- Exercise -
Could you rewrite the material below so that every "exterior ring" becomes "outer ring" and nothing else changes?

- Provided data -
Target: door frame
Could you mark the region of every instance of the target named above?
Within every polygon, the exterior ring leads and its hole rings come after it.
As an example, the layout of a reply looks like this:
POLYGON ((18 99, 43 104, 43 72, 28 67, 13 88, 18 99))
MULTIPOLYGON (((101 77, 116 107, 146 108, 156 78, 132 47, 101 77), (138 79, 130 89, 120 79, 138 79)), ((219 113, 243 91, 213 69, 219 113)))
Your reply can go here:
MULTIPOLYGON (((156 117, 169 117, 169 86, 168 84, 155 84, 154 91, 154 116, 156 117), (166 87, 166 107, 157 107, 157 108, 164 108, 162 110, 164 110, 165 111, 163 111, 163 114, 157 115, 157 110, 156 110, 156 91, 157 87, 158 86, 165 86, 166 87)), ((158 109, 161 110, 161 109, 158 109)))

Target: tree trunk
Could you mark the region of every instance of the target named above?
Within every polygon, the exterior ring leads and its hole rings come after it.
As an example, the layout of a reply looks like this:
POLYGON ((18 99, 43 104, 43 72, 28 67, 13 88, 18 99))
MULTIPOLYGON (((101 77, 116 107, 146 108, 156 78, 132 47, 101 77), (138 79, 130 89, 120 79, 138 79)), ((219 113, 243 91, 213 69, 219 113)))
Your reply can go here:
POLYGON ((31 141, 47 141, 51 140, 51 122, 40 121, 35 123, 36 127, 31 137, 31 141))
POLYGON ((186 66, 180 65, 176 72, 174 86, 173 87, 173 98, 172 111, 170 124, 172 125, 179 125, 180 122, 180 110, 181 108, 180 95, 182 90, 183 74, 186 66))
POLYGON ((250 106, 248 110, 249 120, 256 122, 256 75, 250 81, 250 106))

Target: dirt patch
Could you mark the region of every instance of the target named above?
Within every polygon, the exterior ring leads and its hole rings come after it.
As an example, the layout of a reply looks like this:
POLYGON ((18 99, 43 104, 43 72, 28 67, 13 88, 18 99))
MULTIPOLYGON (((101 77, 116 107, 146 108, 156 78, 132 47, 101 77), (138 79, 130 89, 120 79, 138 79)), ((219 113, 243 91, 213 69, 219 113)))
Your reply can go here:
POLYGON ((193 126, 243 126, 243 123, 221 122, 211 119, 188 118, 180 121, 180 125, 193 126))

- Solution to this exercise -
Target: door frame
Could you mark the region of every instance of the target named above?
Within every polygon, the outer ring leads and its hole rings come after it.
As an example, the layout of a reply looks like this:
POLYGON ((18 99, 43 104, 43 72, 28 67, 13 88, 18 99))
MULTIPOLYGON (((101 77, 116 107, 146 108, 156 78, 132 47, 101 77), (138 79, 130 89, 120 79, 138 79)), ((219 113, 243 91, 213 69, 219 113)))
Your reply can go here:
MULTIPOLYGON (((156 117, 169 117, 169 86, 168 84, 155 84, 154 91, 154 116, 156 117), (166 87, 166 107, 157 107, 157 108, 164 108, 162 110, 164 110, 165 111, 163 111, 163 114, 157 115, 157 110, 156 110, 156 91, 157 87, 158 86, 165 86, 166 87)), ((158 109, 161 110, 161 109, 158 109)))

Target: tree trunk
Could you mark the region of every instance of the target named above?
Within every polygon, the outer ring leads and its hole rings come after it.
As an example, the layout of a reply looks like this:
POLYGON ((18 99, 43 104, 43 72, 28 67, 13 88, 18 99))
MULTIPOLYGON (((101 77, 116 107, 146 108, 156 78, 132 47, 101 77), (138 79, 130 89, 120 79, 138 79)), ((219 113, 243 91, 213 69, 219 113)))
Your reply can go here:
POLYGON ((31 141, 47 141, 51 140, 51 122, 40 121, 35 123, 36 127, 31 137, 31 141))
POLYGON ((186 66, 180 65, 176 72, 174 86, 173 87, 173 98, 172 111, 170 124, 172 125, 179 125, 180 122, 180 110, 181 108, 180 95, 182 90, 183 74, 186 66))
POLYGON ((250 106, 248 110, 249 120, 256 122, 256 75, 250 81, 250 106))

Target: dirt patch
Could you mark the region of every instance of the target named above?
Within every polygon, the outer ring leads and its hole rings come after it.
As an example, the layout of a reply looks like this:
POLYGON ((18 99, 43 104, 43 72, 28 67, 13 88, 18 99))
MULTIPOLYGON (((101 77, 116 107, 146 108, 156 78, 132 47, 101 77), (138 79, 130 89, 120 79, 138 79)), ((219 113, 243 91, 213 69, 219 113)))
Your reply can go here:
POLYGON ((193 126, 243 126, 243 123, 221 122, 211 119, 188 118, 180 121, 180 125, 193 126))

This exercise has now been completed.